▸ Work to do
Please copy out every line in the items below that contains the string "flowering". Case counts, so skip lines where it appears in any other capitalization.
— Start Data —
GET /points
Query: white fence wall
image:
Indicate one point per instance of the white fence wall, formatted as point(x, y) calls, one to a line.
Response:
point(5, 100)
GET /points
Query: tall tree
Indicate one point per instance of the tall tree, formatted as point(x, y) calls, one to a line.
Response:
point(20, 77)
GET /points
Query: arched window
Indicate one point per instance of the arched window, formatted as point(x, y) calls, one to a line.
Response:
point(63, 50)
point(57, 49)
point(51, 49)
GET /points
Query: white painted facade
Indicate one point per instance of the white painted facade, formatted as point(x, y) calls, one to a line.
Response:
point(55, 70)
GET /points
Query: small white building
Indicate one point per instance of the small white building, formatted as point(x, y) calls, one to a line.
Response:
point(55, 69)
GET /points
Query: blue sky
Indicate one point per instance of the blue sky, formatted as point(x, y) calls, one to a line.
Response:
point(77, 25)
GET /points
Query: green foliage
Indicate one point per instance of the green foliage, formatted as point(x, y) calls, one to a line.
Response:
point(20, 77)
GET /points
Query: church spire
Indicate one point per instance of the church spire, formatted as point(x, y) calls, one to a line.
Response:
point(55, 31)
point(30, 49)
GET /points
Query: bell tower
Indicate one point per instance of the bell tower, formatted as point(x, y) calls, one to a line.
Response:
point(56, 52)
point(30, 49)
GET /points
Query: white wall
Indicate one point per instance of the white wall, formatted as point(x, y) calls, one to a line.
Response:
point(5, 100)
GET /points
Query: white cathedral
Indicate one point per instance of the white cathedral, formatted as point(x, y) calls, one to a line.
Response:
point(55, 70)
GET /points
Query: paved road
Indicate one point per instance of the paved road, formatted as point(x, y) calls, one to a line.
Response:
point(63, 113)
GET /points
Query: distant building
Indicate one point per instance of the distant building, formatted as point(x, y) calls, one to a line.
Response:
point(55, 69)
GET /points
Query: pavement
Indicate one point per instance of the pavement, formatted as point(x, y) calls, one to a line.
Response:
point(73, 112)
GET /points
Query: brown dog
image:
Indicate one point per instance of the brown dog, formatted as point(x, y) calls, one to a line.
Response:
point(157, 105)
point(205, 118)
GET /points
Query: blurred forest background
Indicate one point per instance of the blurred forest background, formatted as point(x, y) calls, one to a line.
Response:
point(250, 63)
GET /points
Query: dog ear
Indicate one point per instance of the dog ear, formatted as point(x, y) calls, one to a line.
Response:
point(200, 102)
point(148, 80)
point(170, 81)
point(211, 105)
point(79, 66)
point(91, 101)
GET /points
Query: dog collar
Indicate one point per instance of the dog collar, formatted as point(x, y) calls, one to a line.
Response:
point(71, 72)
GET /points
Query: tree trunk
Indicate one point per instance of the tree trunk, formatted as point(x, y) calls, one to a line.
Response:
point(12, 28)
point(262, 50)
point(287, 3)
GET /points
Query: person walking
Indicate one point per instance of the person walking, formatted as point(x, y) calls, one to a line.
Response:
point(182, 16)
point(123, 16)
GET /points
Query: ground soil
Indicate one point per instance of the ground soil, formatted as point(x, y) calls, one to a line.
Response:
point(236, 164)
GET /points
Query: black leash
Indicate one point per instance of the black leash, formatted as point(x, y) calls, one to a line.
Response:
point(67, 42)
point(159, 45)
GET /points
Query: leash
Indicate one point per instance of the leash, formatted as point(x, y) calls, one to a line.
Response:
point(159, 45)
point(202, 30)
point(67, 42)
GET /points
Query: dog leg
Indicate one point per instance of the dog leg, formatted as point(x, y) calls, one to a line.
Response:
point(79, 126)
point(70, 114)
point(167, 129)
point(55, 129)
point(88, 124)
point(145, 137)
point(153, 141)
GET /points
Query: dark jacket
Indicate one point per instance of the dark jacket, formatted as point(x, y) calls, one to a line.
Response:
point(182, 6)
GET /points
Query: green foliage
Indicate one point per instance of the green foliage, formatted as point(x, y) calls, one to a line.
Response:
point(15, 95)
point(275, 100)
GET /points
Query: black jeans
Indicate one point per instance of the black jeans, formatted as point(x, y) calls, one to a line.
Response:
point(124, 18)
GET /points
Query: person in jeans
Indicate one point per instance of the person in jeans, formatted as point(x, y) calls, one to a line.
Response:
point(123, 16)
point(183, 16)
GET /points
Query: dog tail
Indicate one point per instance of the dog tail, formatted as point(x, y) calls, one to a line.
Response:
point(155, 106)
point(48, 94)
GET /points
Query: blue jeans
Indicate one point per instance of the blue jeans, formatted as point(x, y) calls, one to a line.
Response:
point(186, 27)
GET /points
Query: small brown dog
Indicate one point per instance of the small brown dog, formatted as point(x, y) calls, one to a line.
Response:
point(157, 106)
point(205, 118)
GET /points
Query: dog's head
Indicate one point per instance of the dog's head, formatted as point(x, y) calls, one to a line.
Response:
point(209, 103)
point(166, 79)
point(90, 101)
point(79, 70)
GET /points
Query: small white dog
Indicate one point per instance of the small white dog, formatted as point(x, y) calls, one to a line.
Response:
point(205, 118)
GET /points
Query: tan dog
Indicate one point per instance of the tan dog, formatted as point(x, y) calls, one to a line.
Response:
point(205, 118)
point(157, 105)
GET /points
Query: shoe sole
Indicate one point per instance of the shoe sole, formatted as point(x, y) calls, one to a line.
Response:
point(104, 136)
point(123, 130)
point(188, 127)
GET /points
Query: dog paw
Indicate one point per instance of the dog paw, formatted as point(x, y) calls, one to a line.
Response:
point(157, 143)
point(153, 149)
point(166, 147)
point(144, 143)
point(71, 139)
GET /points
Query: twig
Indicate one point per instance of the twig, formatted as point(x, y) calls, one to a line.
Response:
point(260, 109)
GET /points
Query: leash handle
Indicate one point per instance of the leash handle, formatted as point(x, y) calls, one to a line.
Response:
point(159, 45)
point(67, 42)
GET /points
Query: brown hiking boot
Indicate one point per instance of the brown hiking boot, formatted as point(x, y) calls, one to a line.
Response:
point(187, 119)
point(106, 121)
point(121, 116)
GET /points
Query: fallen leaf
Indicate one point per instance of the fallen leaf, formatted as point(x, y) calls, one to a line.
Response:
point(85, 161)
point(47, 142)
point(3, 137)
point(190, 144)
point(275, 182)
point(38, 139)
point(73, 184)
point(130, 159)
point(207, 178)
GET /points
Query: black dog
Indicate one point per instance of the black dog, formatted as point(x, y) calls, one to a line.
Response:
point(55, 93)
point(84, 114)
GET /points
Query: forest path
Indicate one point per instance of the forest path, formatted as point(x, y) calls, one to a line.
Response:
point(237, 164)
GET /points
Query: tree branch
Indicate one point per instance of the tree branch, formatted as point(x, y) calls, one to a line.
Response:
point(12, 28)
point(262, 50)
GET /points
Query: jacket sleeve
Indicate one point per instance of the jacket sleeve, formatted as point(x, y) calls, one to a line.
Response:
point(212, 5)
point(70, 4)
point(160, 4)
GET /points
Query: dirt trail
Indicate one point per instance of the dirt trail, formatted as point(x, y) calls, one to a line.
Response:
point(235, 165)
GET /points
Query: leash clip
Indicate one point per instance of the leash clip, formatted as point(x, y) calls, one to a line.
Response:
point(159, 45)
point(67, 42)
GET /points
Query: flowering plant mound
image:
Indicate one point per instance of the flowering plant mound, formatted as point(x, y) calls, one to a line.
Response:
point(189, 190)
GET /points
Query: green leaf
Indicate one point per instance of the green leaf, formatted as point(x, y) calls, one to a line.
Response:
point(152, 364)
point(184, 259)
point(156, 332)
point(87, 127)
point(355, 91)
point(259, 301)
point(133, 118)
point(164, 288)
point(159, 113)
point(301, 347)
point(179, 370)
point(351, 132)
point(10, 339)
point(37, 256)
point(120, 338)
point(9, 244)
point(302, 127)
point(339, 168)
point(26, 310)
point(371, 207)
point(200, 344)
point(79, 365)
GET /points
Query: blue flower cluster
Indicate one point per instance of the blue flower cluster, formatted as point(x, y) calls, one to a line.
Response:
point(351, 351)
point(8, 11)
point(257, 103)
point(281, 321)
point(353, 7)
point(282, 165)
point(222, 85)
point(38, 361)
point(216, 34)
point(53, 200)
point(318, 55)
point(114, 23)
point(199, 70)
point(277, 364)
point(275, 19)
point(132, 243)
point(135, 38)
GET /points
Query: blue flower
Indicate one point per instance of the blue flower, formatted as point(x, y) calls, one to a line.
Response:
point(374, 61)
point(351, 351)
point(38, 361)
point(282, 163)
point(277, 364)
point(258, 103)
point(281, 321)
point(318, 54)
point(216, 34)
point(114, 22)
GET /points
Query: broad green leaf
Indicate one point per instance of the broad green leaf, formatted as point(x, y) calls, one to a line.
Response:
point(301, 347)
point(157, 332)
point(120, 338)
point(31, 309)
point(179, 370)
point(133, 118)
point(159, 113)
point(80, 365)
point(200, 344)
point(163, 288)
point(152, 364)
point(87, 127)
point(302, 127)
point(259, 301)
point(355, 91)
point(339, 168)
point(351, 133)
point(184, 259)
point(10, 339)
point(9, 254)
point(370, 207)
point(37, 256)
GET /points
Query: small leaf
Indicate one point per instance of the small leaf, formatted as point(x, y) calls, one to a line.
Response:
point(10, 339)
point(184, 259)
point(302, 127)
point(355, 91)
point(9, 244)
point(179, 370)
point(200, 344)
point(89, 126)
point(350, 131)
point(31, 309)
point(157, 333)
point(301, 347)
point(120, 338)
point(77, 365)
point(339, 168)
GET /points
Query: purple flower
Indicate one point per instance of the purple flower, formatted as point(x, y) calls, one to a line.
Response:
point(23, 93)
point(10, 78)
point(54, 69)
— End Data —
▸ Exercise solution
Query: flowering plant mound
Indicate one point per instance of the flowering plant mound, formatted as point(x, y) calls, one to a line.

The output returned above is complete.